TEXT EXCERPT
1
0
Fork 0
arangodb/Documentation/Books/Manual/Programs/Arangod/Rocksdb.md

279 lines
10 KiB
Markdown

# ArangoDB Server RocksDB Options
RocksDB is a highly configurable key-value store used to power our RocksDB
storage engine. Most of the options on this page are pass-through options to the
underlying RocksDB instance, and we change very few of their default settings.
Depending on the [storage engine you have chosen](Server.md#storage-engine)
the availability and the scope of these options changes.
In case you have chosen `mmfiles` some of the following options apply to
persistent indexes.
In case of `rocksdb` it will apply to all data stored as well as indexes.
## Pass-through options
`--rocksdb.wal-directory`
Absolute path for the RocksDB WAL files. If left empty, this will use a
subdirectory `journals` inside the data directory.
### Write buffers
`--rocksdb.write-buffer-size`
The amount of data to build up in each in-memory buffer (backed by a log file)
before closing the buffer and queuing it to be flushed into standard storage.

DATA SECTION
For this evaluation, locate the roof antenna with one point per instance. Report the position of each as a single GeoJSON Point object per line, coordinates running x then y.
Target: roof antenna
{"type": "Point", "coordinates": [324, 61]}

SET EXERCISE 1
Reproduce everything on the RocksDB options page from "In case you" down to "well as indexes.".
SET EXERCISE 2
List every heading on the RocksDB options page.
SET EXERCISE 3
According to the RocksDB options page, why does the scope of these options vary from one setup to another?
The listing is separate material and has no connection to the RocksDB options page.

CORRECT ANSWER 1
In case you have chosen `mmfiles` some of the following options apply to
persistent indexes.
In case of `rocksdb` it will apply to all data stored as well as indexes.

CORRECT ANSWER 2
ArangoDB Server RocksDB Options
Pass-through options
Write buffers

CORRECT ANSWER 3
Their availability and scope depend on the chosen storage engine. With `mmfiles`, some of the options apply to persistent indexes. With `rocksdb`, they apply to all stored data as well as indexes.